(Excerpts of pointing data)
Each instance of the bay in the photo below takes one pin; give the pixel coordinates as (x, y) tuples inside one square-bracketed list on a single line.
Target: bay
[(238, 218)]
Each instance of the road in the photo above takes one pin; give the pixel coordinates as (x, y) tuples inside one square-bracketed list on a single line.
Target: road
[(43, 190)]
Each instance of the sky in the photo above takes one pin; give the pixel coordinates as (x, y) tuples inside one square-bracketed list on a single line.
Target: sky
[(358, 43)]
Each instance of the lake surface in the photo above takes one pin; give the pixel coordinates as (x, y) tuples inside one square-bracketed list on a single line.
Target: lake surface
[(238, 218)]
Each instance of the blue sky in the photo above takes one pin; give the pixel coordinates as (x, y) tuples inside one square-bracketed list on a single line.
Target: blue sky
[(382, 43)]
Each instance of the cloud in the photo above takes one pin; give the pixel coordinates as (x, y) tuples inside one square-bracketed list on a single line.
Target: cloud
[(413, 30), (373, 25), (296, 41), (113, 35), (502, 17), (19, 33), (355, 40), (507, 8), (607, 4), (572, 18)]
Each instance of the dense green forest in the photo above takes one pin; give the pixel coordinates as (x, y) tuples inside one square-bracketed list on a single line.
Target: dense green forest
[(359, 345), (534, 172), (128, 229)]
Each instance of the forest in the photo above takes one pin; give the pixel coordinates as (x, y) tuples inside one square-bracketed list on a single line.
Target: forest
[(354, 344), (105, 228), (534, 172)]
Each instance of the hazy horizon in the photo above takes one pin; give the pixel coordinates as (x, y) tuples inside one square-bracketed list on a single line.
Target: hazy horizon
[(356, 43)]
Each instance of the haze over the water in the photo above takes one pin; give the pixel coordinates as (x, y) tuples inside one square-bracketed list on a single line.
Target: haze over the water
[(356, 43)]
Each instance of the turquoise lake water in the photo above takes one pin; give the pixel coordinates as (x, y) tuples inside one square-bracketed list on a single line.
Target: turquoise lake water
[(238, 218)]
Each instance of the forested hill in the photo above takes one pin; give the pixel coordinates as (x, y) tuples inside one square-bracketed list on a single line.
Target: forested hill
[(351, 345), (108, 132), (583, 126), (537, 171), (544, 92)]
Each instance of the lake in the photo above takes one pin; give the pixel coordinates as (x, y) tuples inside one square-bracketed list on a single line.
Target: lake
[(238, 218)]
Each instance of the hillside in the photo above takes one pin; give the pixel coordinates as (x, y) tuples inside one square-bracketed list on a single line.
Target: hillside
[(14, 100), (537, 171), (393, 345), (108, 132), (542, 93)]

BRIEF: Print all of the rows above again, word for word and without any changes.

COMPLETE RESPONSE:
Each instance of the bay in the photo below takes one pin; give the pixel coordinates as (x, y) tuples inside one square-bracketed list on a single line.
Target: bay
[(238, 218)]
Each instance of the road in the photo above takes one pin; give the pixel coordinates as (x, y) tuples inside one square-bracketed list on a single line.
Target: road
[(43, 190)]
Each instance of the sky in the photo above takes one pin; give the pixel coordinates as (x, y) tuples inside one square-bracketed list on a single line.
Target: sky
[(358, 43)]
Each instance of the lake surface in the photo above takes one pin; give the pixel coordinates as (x, y) tuples inside one square-bracketed list on a single line.
Target: lake surface
[(238, 218)]
Each instance of the blue sky in the photo above takes one pin; give the pixel coordinates as (x, y) tuples inside one square-bracketed list on a single line.
Target: blue sky
[(382, 43)]
Each instance of the cloud in the photo above takes one pin; give the pixel coordinates as (x, y) tuples inside one square-bracketed list on a single line.
Target: cloud
[(413, 30), (373, 25), (296, 41), (113, 35), (502, 17), (19, 33), (355, 40), (507, 8), (607, 4), (572, 18)]
Each instance of the dense green forest in the photo above takes one pin; give the pixel coordinates as (x, y) tuples inside one square-bracketed list on a single line.
Target: dense green forest
[(359, 345), (534, 172), (128, 229)]
Each instance of the forest in the photo above takes one pin; give the pixel coordinates as (x, y) tuples inside one square-bracketed list on a single line.
Target: forest
[(354, 344), (105, 228), (534, 172)]
Each instance of the hazy horizon in the photo above takes one pin; give the pixel coordinates as (x, y) tuples inside one square-bracketed list on a single line.
Target: hazy horizon
[(356, 43)]
Each instance of the haze over the water in the photo above takes one pin; give the pixel coordinates as (x, y) tuples inside one square-bracketed list on a single line.
Target: haze over the water
[(356, 43)]
Each instance of the turquoise lake water in the photo above takes one pin; give the pixel coordinates as (x, y) tuples inside one square-bracketed list on a single line.
Target: turquoise lake water
[(238, 218)]
Each instance of the forested hill in the photo above takes one pin; give the pixel coordinates as (x, y) tuples inside one square-bracketed list on a single line.
Target: forested hill
[(351, 345), (108, 132), (583, 126), (537, 171), (544, 92)]
Each instance of the lake in the photo above takes one pin; give the pixel coordinates as (x, y) tuples inside one square-bracketed list on a single line.
Target: lake
[(238, 218)]
Each instance of the hillside in the photo above takes one pin; give the pixel coordinates as (x, y) tuples inside one square-bracketed list on a single line.
Target: hillside
[(14, 100), (537, 171), (393, 345), (108, 132), (542, 93)]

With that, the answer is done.